#### [Exercise prompt]
Find every line in the data below that contains the string "yellow", matching case exactly, and copy each of those lines.

#### [Given data]
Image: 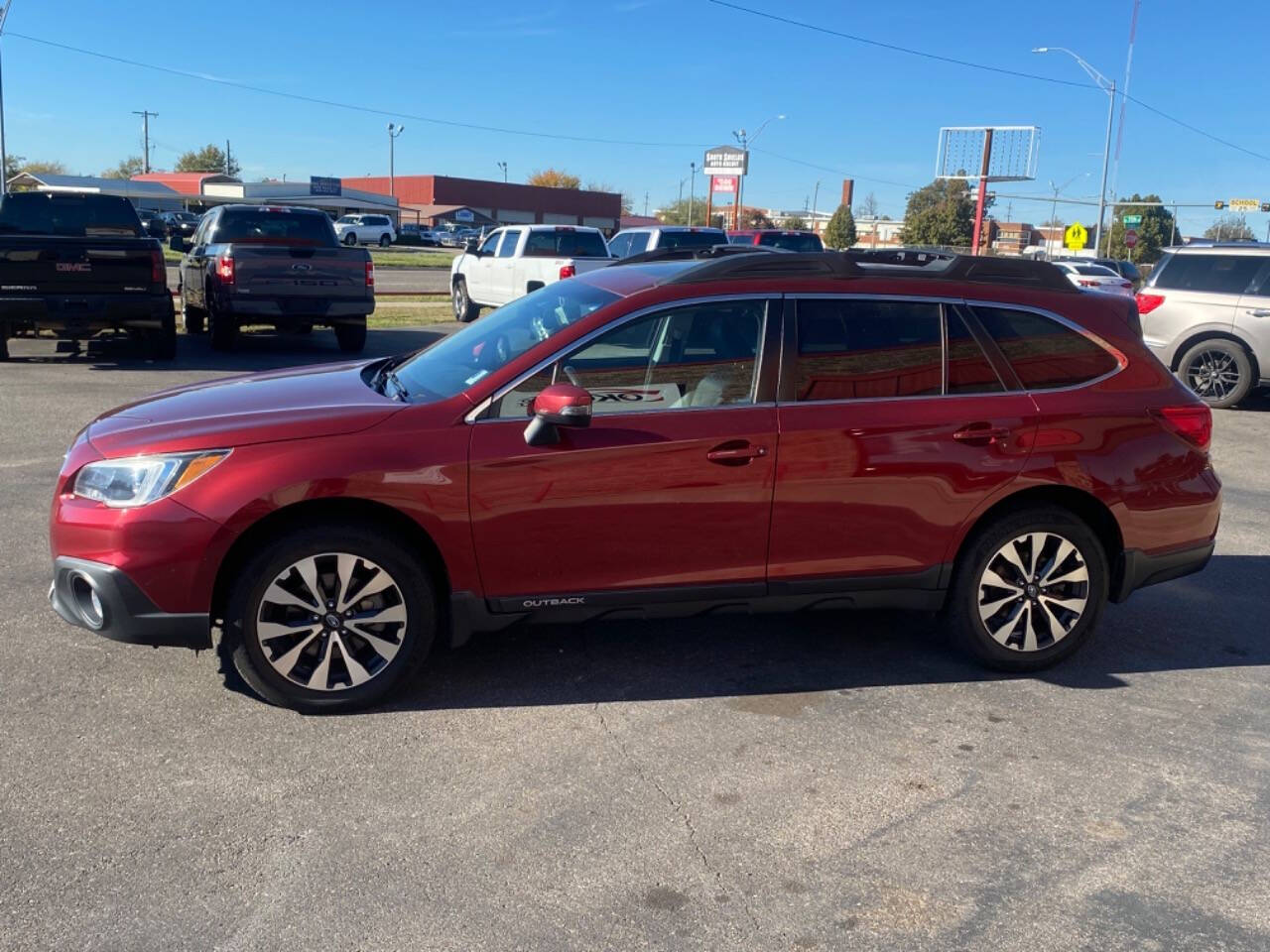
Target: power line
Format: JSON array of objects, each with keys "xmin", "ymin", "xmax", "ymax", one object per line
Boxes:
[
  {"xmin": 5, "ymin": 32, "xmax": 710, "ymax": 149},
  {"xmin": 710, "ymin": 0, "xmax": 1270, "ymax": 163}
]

--

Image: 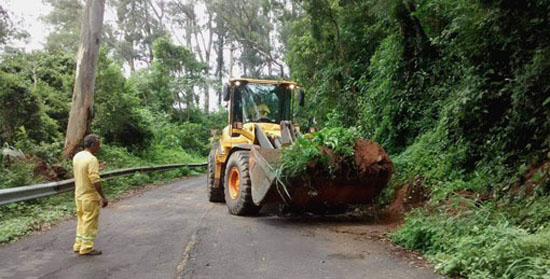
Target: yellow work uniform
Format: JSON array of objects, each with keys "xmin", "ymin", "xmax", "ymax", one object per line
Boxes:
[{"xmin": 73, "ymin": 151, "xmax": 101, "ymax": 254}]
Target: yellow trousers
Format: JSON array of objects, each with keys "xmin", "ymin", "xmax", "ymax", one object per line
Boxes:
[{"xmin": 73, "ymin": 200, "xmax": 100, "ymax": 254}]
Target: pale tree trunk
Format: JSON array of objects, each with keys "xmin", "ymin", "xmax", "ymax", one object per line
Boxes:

#### [Exercise solution]
Target: yellow work uniform
Target: yellow trousers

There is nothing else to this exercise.